[CONSIGNE]: Remplacez « white » par « beige » dans toutes les lignes ci-dessous, puis recopiez-les sans aucune autre modification.
+++
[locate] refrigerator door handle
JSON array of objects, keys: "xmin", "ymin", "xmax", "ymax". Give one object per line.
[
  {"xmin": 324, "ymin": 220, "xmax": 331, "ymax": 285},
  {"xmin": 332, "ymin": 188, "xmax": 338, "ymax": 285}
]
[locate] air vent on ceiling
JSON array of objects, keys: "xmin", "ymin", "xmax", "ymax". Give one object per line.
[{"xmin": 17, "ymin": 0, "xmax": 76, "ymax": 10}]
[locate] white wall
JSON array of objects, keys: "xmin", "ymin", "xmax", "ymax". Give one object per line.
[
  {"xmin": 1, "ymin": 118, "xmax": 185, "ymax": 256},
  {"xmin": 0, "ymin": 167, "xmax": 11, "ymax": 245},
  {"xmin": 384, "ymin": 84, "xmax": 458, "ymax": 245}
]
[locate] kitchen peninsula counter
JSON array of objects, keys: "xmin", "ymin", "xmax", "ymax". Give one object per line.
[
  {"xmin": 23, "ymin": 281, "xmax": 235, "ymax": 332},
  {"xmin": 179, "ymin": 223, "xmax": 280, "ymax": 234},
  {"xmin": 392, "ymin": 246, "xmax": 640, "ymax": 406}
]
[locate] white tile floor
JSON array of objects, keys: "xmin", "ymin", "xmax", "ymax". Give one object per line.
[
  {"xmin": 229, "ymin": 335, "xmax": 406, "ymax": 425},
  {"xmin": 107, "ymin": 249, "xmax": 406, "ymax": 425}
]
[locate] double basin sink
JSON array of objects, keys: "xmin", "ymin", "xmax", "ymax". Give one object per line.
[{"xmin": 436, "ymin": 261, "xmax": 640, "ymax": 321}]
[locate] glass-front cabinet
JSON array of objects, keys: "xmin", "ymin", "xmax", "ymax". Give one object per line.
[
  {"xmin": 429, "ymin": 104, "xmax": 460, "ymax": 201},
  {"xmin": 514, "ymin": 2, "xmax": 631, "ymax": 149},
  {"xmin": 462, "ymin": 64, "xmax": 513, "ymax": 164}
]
+++
[CORRIGÉ]:
[locate] refrigerator door handle
JSON array of objects, keys: "xmin", "ymin", "xmax", "ymax". Give one object per line.
[
  {"xmin": 324, "ymin": 220, "xmax": 331, "ymax": 285},
  {"xmin": 332, "ymin": 188, "xmax": 338, "ymax": 285}
]
[locate] air vent on ceiling
JSON array of objects, keys: "xmin", "ymin", "xmax", "ymax". Give one object per line.
[{"xmin": 17, "ymin": 0, "xmax": 76, "ymax": 10}]
[locate] beige wall
JSON array of objects, keys: "xmin", "ymin", "xmax", "ymax". Give one object per line.
[
  {"xmin": 1, "ymin": 118, "xmax": 185, "ymax": 256},
  {"xmin": 0, "ymin": 167, "xmax": 11, "ymax": 245},
  {"xmin": 384, "ymin": 84, "xmax": 458, "ymax": 245}
]
[locate] kitchen peninsula counter
JSON array of objects, keys: "xmin", "ymin", "xmax", "ymax". Give one object per line.
[
  {"xmin": 23, "ymin": 281, "xmax": 235, "ymax": 332},
  {"xmin": 179, "ymin": 223, "xmax": 280, "ymax": 234},
  {"xmin": 392, "ymin": 246, "xmax": 640, "ymax": 406}
]
[locate] beige tile floor
JSON array of objects, keys: "xmin", "ymin", "xmax", "ymax". Give one object per line.
[
  {"xmin": 229, "ymin": 335, "xmax": 406, "ymax": 425},
  {"xmin": 107, "ymin": 249, "xmax": 406, "ymax": 425}
]
[locate] double basin sink
JSON array of objects, keys: "xmin", "ymin", "xmax", "ymax". Give one object per line.
[{"xmin": 436, "ymin": 261, "xmax": 640, "ymax": 321}]
[locate] glass-front cabinet
JSON array of objects, keys: "xmin", "ymin", "xmax", "ymax". Give one object per line.
[
  {"xmin": 429, "ymin": 104, "xmax": 460, "ymax": 201},
  {"xmin": 514, "ymin": 2, "xmax": 631, "ymax": 149},
  {"xmin": 462, "ymin": 64, "xmax": 513, "ymax": 164}
]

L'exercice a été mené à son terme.